*Page text:*
---
name: interview-question-catalogue
description: "Generate a structured catalogue of interview questions for a specific subject and topic — organised by theme and sequenced from rapport-building openers to probing follow-ups."
status: stable
category: pre-production
subcategory:
version: 1.0
eval_score: 4.8
tags: [interview, pre-production, journalism, podcast, documentary, questions]
---
# Interview Question Catalogue

## What This Skill Does
Generate a structured catalogue of interview questions for a specific subject and topic — organised by theme and sequenced from rapport-building openers to probing follow-ups.

## When To Use This Skill
- You have a scheduled interview and need a prepared question bank before sitting down with the subject
- You are building a question set for a documentary series where multiple crew members need to ask consistent questions across different contributors
- You are preparing for a podcast guest interview and want a clear structure that allows for natural conversation
- You are assigning the interview to a reporter who is less familiar with the topic and needs a ready-to-use question sheet
- You are conducting a follow-up interview and need questions targeted at what was left unaddressed in the first session

## What You Need To Provide
**Required:** Interview subject (their role, context, why they are being interviewed); the topic or angle the interview will address; the format (TV documentary, podcast, print/magazine, radio)

**Optional:** Intended interview length; known facts about the subject you want to build on; areas the subject has said they will not discuss; whether the tone is collaborative (subject is supportive) or adversarial (subject is being challenged or held to account); specific outcomes needed (a soundbite, a personal story, a confession, a technical explanation)

*To-do list:*
[1] Which interview formats does the interview question catalogue page list as required input? Name each one.
[2] Write the next part of the interview question catalogue page, picking up right after its list of optional inputs.

*Pointing and labeling entries:*
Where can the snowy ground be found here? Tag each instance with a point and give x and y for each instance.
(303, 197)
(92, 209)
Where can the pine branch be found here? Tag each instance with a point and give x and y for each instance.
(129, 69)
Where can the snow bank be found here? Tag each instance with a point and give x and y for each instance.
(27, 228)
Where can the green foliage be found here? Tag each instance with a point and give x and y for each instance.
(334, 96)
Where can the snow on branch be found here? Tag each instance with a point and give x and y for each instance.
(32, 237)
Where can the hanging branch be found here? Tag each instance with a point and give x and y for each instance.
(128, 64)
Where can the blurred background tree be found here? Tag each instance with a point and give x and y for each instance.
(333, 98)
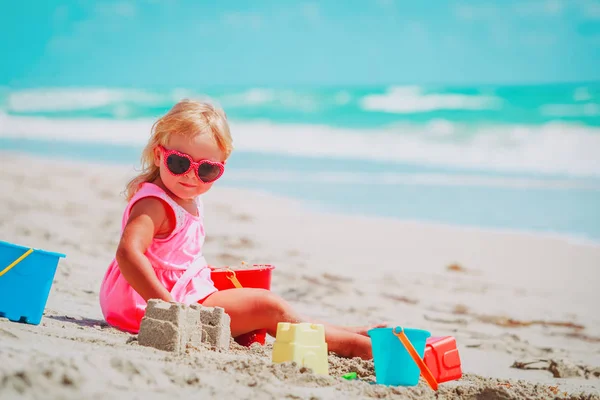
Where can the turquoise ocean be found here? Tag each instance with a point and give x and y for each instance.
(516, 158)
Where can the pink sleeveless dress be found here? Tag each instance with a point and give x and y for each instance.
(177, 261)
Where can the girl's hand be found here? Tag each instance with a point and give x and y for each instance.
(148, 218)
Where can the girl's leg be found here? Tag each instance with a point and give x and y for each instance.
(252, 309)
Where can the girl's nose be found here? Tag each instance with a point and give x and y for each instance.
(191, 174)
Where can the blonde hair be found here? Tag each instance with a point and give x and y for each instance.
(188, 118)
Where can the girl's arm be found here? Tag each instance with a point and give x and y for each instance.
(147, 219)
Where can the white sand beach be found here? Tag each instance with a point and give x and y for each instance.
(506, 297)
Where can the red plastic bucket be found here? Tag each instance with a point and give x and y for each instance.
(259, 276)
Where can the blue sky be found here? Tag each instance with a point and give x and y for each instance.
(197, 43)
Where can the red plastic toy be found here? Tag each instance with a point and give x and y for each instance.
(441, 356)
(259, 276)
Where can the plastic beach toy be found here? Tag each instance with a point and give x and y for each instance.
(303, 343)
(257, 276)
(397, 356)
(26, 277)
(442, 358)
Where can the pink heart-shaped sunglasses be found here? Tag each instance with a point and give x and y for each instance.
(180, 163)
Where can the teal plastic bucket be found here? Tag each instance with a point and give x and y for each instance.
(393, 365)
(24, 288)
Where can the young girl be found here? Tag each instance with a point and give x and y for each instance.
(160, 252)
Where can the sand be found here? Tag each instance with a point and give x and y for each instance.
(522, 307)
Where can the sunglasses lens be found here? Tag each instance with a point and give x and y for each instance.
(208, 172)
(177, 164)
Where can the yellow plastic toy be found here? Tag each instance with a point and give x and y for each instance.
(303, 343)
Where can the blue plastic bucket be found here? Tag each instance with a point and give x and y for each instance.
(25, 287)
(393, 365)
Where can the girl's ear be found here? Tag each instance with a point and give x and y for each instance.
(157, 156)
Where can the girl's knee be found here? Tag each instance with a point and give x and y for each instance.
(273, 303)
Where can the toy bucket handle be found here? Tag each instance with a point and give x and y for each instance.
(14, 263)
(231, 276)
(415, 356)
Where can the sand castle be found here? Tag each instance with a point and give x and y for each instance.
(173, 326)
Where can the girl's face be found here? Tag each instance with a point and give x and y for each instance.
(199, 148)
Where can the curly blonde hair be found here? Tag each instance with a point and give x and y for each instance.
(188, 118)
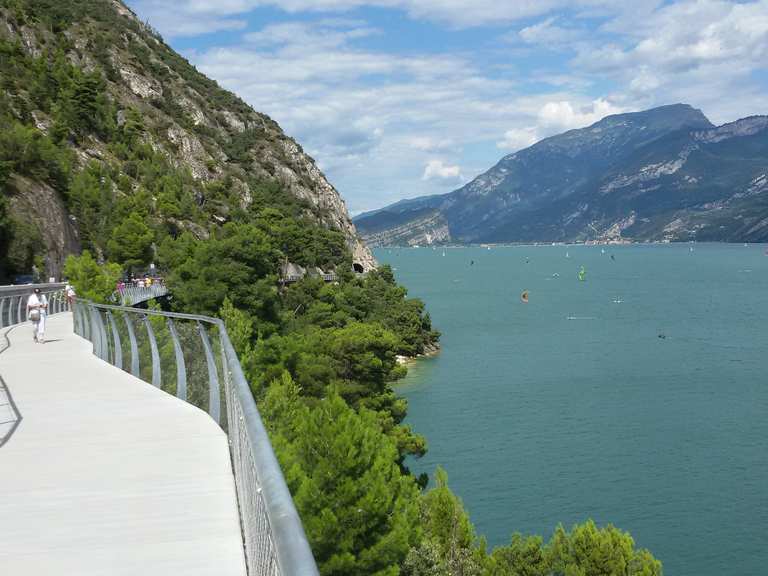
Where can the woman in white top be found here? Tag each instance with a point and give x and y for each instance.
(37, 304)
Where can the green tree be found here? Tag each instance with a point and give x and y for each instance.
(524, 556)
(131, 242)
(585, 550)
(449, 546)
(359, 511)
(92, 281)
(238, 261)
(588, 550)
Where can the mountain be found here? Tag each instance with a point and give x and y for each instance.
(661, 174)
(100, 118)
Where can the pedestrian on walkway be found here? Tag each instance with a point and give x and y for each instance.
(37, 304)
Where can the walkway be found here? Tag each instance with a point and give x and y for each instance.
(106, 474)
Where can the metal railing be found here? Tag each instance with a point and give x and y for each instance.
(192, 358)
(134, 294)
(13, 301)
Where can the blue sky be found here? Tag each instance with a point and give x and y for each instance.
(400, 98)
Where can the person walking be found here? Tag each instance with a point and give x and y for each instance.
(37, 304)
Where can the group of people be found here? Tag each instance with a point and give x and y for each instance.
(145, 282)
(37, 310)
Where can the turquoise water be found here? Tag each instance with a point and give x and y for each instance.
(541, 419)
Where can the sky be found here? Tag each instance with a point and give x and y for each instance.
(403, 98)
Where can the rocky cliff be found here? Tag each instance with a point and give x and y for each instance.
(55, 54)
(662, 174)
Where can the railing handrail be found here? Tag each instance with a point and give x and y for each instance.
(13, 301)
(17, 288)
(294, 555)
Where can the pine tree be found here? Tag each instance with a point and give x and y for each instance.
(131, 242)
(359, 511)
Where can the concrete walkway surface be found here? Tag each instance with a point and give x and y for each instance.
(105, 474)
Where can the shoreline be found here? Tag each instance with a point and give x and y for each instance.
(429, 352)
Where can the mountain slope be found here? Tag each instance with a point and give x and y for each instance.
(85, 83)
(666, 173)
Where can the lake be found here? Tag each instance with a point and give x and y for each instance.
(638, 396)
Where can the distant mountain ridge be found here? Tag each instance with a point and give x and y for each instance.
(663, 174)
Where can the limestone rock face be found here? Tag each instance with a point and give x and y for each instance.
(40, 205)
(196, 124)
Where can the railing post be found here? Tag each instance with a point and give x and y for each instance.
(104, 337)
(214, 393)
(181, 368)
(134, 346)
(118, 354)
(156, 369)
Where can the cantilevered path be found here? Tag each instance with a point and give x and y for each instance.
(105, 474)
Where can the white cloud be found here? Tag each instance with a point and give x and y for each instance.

*The responses:*
[1] TV documentary, podcast, print/magazine, and radio.

[2]
## How the Assistant Approaches This
1. Organises the question set into 3–5 thematic blocks based on the topic and interview angle — each block covers a distinct territory, moving from broad context to specific detail
2. Sequences questions within each block: starts with an open question that invites the subject to talk freely, followed by follow-up questions that probe or redirect
3. Marks any question that directly addresses the core angle of the interview as [MUST-ASK] — these are the questions that cannot be skipped regardless of time
4. Provides alternative phrasings in parentheses for questions that touch on sensitive areas, conflict, or potential defensiveness
5. Writes questions in spoken register — as you would actually say them, not in formal written English
6. Closes with 1–2 open-ended questions that give the subject a chance to say something unrehearsed (often where the most useful material appears)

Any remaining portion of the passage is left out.